§ **SOURCE EXTRACT**
[Begin]

I had a passion, an idealistic idea to give something back, to make a difference.

My chosen career was to take me on a long journey of self-discovery.  There were times of tears and heartbreak, fear and trepidation, anger and frustration but above all there was always laughter.  I had the honour and privilege throughout those years of working with and being the proud work-mate of so many courageous, brave and dedicated colleagues.  These colleagues also had as a much needed necessity,  a quick wit and a great sense of humour in the face of much adversity!

Upon my retirement after having sadly said goodbye to what had been a huge part of my life, I suddenly had another wonderful epiphany – this time it was to put pen to paper (or fingers to iPad) to write a book.

I needed an alter-ego for my adventures and lying in bed one night staring at the ceiling and contemplating life as I knew it, MAVIS UPTON was born.

MAVIS is a delightful, crisp loving (any flavour), big knicker hating, thirty something blonde with a big heart, who one day whilst wearing Dayglow Pink leg warmers, had a wonderful epiphany to join the Police………..does this sound a little familiar?

For Mavis, as it was for me – it was not always plain sailing.

HANDCUFFS, TRUNCHEON and A PRIMARK THONG is a humorous and sometimes poignant look at the life, loves and career of an every day girl who followed a dream.

[End]

Records from a data collection:
[Begin]

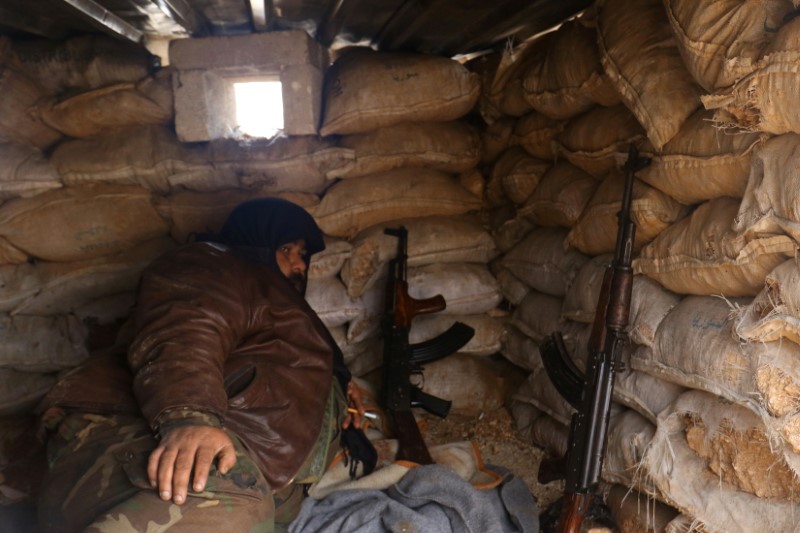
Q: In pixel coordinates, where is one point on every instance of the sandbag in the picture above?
(595, 140)
(24, 171)
(695, 347)
(519, 173)
(328, 298)
(701, 254)
(46, 288)
(80, 63)
(536, 132)
(721, 42)
(685, 482)
(636, 512)
(736, 446)
(365, 90)
(770, 204)
(150, 156)
(452, 147)
(17, 124)
(430, 240)
(487, 340)
(541, 261)
(496, 138)
(301, 163)
(95, 112)
(538, 315)
(567, 79)
(764, 100)
(475, 385)
(702, 161)
(641, 58)
(72, 224)
(192, 212)
(21, 391)
(393, 195)
(42, 343)
(560, 197)
(774, 313)
(651, 210)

[End]

§ **TASK SET**
**a)** Render this sentence from the book introduction into Spanish: "For Mavis, as it was for me – it was not always plain sailing."
**b)** Summarize the book introduction in two sentences.
Base each response solely on the book introduction given above.

§ **TASK ANSWERS**
**a)** Para Mavis, como lo fue para mí, no siempre fue un camino de rosas.

**b)** After a career that brought self-discovery, hardship, and constant laughter alongside courageous and dedicated colleagues, the writer retired and decided to write a book, creating an alter ego named Mavis Upton. The book, HANDCUFFS, TRUNCHEON and A PRIMARK THONG, offers a humorous and sometimes poignant look at the life, loves, and career of Mavis, a thirty-something blonde who follows a dream by joining the Police.